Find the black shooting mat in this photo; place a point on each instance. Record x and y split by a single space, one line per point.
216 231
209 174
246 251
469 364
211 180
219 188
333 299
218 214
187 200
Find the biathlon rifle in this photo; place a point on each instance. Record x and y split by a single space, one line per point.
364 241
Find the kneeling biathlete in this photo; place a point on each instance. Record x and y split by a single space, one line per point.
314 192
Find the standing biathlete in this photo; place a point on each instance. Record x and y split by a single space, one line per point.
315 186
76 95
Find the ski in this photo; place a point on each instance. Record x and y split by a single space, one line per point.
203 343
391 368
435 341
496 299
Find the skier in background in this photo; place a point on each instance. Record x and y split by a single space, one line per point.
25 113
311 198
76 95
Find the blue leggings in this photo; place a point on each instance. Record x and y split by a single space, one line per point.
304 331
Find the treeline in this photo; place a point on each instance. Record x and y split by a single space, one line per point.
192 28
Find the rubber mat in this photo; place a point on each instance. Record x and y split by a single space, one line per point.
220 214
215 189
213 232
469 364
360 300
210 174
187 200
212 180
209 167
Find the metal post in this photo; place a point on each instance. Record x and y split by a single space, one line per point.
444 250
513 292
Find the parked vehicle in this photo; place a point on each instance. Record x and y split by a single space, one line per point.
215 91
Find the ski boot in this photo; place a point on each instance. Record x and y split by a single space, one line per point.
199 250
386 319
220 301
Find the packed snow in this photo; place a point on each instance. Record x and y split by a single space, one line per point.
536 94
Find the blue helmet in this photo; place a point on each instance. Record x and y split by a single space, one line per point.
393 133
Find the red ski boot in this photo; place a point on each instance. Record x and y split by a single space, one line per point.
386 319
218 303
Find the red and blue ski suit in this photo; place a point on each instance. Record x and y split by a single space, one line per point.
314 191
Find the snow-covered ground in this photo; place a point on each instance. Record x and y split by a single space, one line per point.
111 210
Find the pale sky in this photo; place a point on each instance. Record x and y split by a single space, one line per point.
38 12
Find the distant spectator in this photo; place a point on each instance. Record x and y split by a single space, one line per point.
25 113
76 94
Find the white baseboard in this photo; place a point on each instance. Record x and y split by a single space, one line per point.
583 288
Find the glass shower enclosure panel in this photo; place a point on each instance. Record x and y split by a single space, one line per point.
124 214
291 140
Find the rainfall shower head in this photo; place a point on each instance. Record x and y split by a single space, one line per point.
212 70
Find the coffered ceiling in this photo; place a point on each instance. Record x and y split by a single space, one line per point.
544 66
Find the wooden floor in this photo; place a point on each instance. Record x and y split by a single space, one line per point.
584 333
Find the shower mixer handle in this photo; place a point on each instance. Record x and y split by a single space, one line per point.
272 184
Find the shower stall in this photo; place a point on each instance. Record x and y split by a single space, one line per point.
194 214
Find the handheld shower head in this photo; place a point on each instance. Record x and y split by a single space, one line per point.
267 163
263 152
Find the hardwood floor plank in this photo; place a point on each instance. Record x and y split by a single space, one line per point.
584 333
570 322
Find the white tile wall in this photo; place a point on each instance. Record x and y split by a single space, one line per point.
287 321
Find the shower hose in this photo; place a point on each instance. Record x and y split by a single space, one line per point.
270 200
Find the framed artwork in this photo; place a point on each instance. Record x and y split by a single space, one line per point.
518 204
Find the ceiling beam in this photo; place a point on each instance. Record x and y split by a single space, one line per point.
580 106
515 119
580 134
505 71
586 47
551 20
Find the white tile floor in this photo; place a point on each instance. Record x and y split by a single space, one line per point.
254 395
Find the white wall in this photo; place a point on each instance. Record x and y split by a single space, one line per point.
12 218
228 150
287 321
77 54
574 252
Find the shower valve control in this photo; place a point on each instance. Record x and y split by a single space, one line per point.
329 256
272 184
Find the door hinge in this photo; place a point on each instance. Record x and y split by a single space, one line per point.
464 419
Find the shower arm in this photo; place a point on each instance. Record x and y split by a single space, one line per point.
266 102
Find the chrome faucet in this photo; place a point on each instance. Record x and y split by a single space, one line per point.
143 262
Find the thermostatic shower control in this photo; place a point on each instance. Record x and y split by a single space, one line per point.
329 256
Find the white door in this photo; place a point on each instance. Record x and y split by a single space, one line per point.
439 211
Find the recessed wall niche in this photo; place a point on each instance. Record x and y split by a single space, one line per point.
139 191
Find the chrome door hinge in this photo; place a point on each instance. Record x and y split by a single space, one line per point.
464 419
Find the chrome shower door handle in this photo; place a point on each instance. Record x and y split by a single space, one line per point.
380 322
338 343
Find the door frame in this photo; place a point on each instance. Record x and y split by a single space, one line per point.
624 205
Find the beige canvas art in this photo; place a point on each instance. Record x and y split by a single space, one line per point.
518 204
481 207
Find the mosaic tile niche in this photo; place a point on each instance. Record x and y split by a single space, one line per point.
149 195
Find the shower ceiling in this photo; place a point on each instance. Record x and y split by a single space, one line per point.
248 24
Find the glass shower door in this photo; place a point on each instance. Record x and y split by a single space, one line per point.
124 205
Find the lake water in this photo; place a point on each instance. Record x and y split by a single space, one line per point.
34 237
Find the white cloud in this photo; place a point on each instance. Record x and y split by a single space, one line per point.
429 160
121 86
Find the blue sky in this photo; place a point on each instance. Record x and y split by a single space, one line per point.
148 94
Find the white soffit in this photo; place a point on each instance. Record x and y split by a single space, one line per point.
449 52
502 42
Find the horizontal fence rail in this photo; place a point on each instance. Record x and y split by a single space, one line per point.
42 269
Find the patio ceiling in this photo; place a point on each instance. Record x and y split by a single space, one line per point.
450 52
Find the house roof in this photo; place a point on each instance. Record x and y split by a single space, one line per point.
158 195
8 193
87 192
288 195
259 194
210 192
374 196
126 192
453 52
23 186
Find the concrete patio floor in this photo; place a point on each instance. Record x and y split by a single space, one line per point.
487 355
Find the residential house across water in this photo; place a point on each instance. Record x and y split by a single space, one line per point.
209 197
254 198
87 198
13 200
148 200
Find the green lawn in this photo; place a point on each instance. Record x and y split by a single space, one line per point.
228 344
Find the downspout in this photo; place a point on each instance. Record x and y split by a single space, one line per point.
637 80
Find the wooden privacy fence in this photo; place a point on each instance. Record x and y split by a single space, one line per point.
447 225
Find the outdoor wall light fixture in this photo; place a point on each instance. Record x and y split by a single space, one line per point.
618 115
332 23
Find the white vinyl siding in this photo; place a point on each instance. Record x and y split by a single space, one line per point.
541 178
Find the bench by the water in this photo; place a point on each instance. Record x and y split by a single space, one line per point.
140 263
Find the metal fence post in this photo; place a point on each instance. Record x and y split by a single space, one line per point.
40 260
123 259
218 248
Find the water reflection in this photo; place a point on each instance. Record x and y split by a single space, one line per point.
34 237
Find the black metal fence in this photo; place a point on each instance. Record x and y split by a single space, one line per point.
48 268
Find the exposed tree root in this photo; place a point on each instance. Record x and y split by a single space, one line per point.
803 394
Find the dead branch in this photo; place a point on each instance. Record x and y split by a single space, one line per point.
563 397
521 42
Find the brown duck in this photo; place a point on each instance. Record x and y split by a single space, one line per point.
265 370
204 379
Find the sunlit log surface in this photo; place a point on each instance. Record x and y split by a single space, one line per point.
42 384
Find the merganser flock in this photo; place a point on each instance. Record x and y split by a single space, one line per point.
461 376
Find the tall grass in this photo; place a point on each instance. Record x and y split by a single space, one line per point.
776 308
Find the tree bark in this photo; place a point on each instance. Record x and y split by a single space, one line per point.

_ _ _ _

Problem description:
Would you restate the material word for word, leaving nothing out?

Answer section:
Find the black shooting mat in this photo; place a point on each instance. Record x and y split by a single space, one line per point.
216 231
209 174
246 251
469 364
211 180
219 188
333 299
218 214
187 200
Find the biathlon rifle in this photo; place a point on each instance. Record x and y split by a single space, one line per point.
364 241
Find the kneeling biathlete in this photo; place a point on each instance. Record x and y split by a single space, one line per point.
314 192
Find the standing biathlete in this photo; place a point on each instance. Record x and y split by a single space, one line per point.
315 186
76 95
Find the ski in this photo; place a point on each instance. Record x and y split by a single space, one line per point.
203 343
391 368
435 341
496 299
Find the skier in background in this photo; place a point on each instance. Record x and y split by a single space, one line per point.
25 113
311 198
76 95
Find the blue leggings in this photo; place a point on each instance. Record x and y split by a single space, one line per point.
304 331
Find the treeline in this photo; place a point on each instance. Record x and y split by a single space, one line per point.
192 28
Find the rubber mat in this photo; place a point on each instance. Record x and y split by a single space, one line per point.
220 214
215 189
213 232
469 364
360 300
210 174
187 200
212 180
209 167
Find the metal post in this photo; place a point on each instance. Record x and y split by a single space, one line per point.
444 250
513 292
Find the parked vehicle in this photo; place a point on each instance. Record x and y split by a single space, one line per point.
215 91
Find the ski boot in this photo; place a point on each instance. Record x and y split by a single space, one line per point.
199 250
386 319
220 301
Find the packed snow in this photo; place a point on each instance. Record x and y split by a single space, one line per point.
536 94
Find the blue helmet in this photo; place a point on each instance. Record x and y split by a single space, one line per point.
393 133
Find the red ski boot in this photo; place a point on each instance. Record x and y split by a single space, one line per point.
386 319
218 303
Find the red and blue ski suit in this photo; place a point on each instance. Record x and y split by a single space, one line per point.
314 191
Find the snow-covered ground in this photo; place a point on each instance. Record x and y split by a single space, one line per point.
111 210
Find the pale sky in this photo; place a point on each instance. Record x and y split by a single space, one line per point.
38 12
Find the distant spectator in this photo; place a point on each instance. Record x and y split by a single space, one line per point.
25 113
76 94
Find the white baseboard in this photo; place a point on each instance. Record x and y split by a single space, one line per point.
583 288
Find the glass shower enclosure panel in this photo; place a point on each instance. Record x and y split by a single space, one line per point.
124 214
291 140
Find the rainfall shower head in this photo; place a point on each instance. Record x and y split by a single space, one line per point.
212 70
Find the coffered ceiling in this photo; place a point on each instance. Record x and y split by a single space, one line per point.
544 66
Find the wooden floor in this photo; place a point on each instance. Record x and y split by a single space, one line per point.
584 333
Find the shower mixer handle in this photo; place a point on each instance. Record x and y split by a single space, one line per point.
272 184
Find the shower stall in this photo; place a point on each instance. Record x and y split by a single space, one line per point.
194 214
Find the handheld shower head in this photo; place a point on each instance. Record x and y split by a single space, one line per point.
267 163
263 152
Find the hardwood floor plank in this photo; place a point on each instance. Record x and y split by a single space, one line per point.
584 333
570 322
Find the white tile wall in this photo; place a point on each instance. Record x and y split by a single space, one line per point.
287 321
Find the shower hose in this photo; place a point on each instance. Record x and y split by a single space, one line per point.
270 200
Find the framed artwork in this photo; place a point on each instance. Record x and y split by a single space, one line per point.
518 204
Find the ceiling beam in this photo; place a point on each instance. Record x and y split by a single space, one line per point.
580 106
515 119
580 134
505 71
586 47
551 20
Find the white tile floor in this photo; place a point on each instance. Record x and y split by a single space, one line per point.
254 395
Find the white wall in this photo; place a point on each instance. Record x and y split by a single space, one line per point.
12 218
228 150
287 321
77 54
574 252
Find the shower valve control in this photo; place a point on each instance. Record x and y split by a single space, one line per point.
329 256
272 184
Find the door hinge in this photo; place a point on each instance. Record x and y split by a single space, one line per point.
464 419
Find the shower arm in this photo; place a point on each instance. Record x and y split by a single space, one line per point.
266 102
Find the chrome faucet in this photo; place a point on each instance. Record x and y split by a single space, one line per point.
143 262
Find the thermostatic shower control in this photo; place a point on each instance. Record x and y split by a single space, one line per point.
329 256
Find the white door in this photo; place a point on each instance. Record x and y split by a single space, one line per point.
439 211
Find the recessed wall niche in this photo; place a point on each instance. Record x and y split by a single space, one line per point.
139 191
Find the chrome door hinge in this photo; place a point on each instance. Record x and y split by a single space, one line per point.
464 419
Find the chrome shower door handle in this photo; place a point on each instance. Record x and y split by a single space, one line per point.
380 322
338 343
Find the door frame in this photo; place a point on each instance. Record x and y split by a single space, one line per point.
624 205
Find the beige canvas art in this photo; place a point on each instance. Record x and y split by a single space, one line per point.
518 204
481 207
Find the mosaic tile niche in this photo; place a point on each instance. Record x and y split by a single space, one line per point.
149 195
Find the shower ceiling in this photo; place a point on each instance. Record x and y split by a single space, one line per point.
248 24
Find the glass shower door in this photo; place a point on each instance. Record x and y split by a single space, one line per point.
124 205
Find the lake water in this photo; place a point on each instance. Record x and y split by a single space, one line per point.
34 237
Find the white cloud in this photo; place a point on each instance. Record x and y split by a single space, one line per point.
429 160
121 86
Find the blue sky in this photo; place a point on each instance. Record x and y split by a single space, one line per point.
148 94
Find the white soffit in this photo; place a point on each instance. Record x and y split by a single space, one line per point.
449 52
502 42
Find the horizontal fence rail in this photo; place a point on each instance. Record x and y split by a single space, one line per point.
42 269
Find the patio ceiling in this photo; place a point on each instance. Record x and y split by a single space, one line per point.
450 52
Find the house roof in this photo; place a point on each instance. Record x and y split by a single space, one line per point.
158 195
8 193
87 192
288 195
259 194
210 192
374 196
126 192
453 52
23 186
Find the concrete patio floor in this photo; place a point on each instance. Record x and y split by a single space, one line per point.
487 355
Find the residential house across water in this photo; place a point on each instance. Record x and y split by a single space, one line per point.
209 197
254 198
87 198
13 200
148 200
Find the green lawn in this photo; place a point on each instance. Record x and y split by a single space, one line per point.
228 344
Find the downspout in this photo; place a point on each instance. Record x and y split by a single space, one line per point.
637 80
Find the wooden privacy fence in this photo; place a point on each instance. Record x and y split by a single space, one line per point.
447 225
Find the outdoor wall light fixture in this photo; place a point on each instance. Record x and y split by a single space, one line per point.
618 115
332 23
Find the white vinyl siding in this photo; place a point on each instance. Record x and y split by a single space, one line per point.
541 178
Find the bench by the water in this photo; place a point on each instance. Record x and y split by a single space, one line per point.
140 263
Find the metal fence post in this photo; place a point on each instance. Record x and y split by a single space, one line per point.
40 260
123 259
218 248
Find the water reflection in this photo; place a point on each instance. Record x and y split by a single space, one line per point.
34 237
Find the black metal fence in this photo; place a point on each instance. Record x and y split by a single space, one line per point.
48 268
Find the exposed tree root in this photo; place a point on each instance. Record x and y split by a single space, one line per point.
803 394
Find the dead branch in this photo; place a point on each instance. Record x and y split by a single space, one line per point.
563 397
521 42
Find the brown duck in this photo; place a point on each instance. Record x and y split by a single space, one line per point.
265 370
204 379
Find the sunlit log surface in this photo; place a point on each instance. Record x and y split by a single space, one line per point.
42 384
Find the merganser flock in this photo; place a point on each instance. Record x and y split by a single space, one line per point.
461 376
Find the tall grass in this photo; place a point on each instance. Record x and y split by a single space, one line per point.
776 308
Find the tree bark in this photo; place a point on each instance. Record x and y split by a single space, one line per point.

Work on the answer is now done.